Data drawn from a collection>

• • • • •

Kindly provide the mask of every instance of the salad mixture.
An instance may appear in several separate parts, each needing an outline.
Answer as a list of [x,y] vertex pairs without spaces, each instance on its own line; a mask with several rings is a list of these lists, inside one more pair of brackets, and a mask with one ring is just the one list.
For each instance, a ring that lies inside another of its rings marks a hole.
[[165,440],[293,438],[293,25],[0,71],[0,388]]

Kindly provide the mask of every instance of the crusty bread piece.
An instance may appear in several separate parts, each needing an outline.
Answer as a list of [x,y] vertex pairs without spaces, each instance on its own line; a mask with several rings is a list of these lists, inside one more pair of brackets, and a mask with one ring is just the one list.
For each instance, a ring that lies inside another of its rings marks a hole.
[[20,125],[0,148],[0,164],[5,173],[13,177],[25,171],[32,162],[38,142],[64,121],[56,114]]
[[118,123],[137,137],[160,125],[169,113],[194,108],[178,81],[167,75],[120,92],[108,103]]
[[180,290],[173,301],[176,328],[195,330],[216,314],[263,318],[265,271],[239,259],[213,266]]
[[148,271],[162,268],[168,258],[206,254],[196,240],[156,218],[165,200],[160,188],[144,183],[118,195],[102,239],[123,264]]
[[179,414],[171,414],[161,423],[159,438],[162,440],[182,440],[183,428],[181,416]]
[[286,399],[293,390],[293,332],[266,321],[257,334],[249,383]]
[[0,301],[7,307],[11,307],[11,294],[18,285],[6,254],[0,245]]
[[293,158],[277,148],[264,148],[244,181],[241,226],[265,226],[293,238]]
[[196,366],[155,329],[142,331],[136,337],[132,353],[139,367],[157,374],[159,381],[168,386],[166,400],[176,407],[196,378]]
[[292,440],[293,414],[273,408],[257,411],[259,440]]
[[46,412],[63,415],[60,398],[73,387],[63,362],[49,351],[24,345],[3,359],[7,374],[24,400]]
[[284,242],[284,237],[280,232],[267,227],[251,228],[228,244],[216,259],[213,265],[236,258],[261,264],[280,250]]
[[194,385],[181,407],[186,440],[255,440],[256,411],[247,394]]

• • • • •

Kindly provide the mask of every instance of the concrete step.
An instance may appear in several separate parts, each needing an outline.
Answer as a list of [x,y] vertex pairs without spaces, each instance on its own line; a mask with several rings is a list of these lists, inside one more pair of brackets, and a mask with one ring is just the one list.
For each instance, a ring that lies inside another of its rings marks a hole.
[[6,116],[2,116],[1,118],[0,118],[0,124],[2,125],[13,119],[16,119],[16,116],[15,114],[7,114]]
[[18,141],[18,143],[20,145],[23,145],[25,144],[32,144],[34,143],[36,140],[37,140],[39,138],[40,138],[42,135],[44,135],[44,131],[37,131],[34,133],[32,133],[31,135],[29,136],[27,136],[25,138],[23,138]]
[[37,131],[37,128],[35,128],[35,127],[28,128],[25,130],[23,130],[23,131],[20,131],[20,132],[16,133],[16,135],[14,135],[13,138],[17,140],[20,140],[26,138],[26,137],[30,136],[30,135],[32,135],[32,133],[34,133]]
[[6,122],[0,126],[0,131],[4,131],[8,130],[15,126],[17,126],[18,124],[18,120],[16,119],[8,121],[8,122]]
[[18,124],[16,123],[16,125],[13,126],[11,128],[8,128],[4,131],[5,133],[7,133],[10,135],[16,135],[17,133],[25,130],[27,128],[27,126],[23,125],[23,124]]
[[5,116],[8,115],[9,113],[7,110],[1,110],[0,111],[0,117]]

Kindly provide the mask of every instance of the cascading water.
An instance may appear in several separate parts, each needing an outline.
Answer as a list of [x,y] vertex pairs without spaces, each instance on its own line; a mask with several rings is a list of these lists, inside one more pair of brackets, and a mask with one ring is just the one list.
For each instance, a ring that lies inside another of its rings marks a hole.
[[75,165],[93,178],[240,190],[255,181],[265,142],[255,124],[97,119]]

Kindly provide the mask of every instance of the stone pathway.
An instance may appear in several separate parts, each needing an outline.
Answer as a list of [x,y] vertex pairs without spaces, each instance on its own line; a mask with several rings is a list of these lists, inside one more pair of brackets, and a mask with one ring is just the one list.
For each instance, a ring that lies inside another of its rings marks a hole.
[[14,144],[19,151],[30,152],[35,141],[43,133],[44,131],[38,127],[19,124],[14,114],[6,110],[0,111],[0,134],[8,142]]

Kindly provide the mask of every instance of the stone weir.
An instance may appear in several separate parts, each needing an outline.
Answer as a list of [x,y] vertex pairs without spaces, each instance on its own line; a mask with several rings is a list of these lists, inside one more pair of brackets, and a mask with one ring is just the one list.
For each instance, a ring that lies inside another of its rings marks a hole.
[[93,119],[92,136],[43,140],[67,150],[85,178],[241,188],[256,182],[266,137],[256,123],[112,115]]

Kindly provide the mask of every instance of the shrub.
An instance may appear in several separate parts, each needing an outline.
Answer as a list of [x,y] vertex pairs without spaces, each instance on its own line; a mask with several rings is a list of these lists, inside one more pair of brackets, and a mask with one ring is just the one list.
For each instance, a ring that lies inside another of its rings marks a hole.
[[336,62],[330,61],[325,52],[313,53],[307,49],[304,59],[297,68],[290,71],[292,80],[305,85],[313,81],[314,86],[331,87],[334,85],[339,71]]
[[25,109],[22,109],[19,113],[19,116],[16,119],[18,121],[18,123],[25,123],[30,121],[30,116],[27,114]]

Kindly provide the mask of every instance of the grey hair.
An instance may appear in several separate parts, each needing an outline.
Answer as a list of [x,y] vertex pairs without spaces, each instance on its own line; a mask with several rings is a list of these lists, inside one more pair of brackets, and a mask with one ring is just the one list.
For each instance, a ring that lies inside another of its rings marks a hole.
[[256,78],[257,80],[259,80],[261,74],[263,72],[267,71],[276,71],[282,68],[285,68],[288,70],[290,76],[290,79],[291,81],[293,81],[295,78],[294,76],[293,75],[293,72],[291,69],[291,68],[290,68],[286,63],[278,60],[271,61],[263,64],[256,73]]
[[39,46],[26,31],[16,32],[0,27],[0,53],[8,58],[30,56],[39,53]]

• • • • •

SET PROBLEM>
Repeat the data starting at the line that contains "Kindly provide the mask of every instance of the salad" and ending at the line that contains "[[165,440],[293,438],[293,25],[0,71],[0,388]]", but switch "salad mixture" to "green salad" and keep everything else unchanged.

EXPECTED OUTPUT>
Kindly provide the mask of every instance of the green salad.
An instance may appear in several separate parts, each needing an outline.
Answer as a list of [x,y] vertex pairs without spaces, each instance on its own line; a mask with several rings is a list of these lists, inside one more pair of brackets, and a mask with one ring is just the one list.
For each instance, a ring that lies inside another of its rings marks a hole.
[[165,440],[293,438],[293,25],[0,71],[0,388]]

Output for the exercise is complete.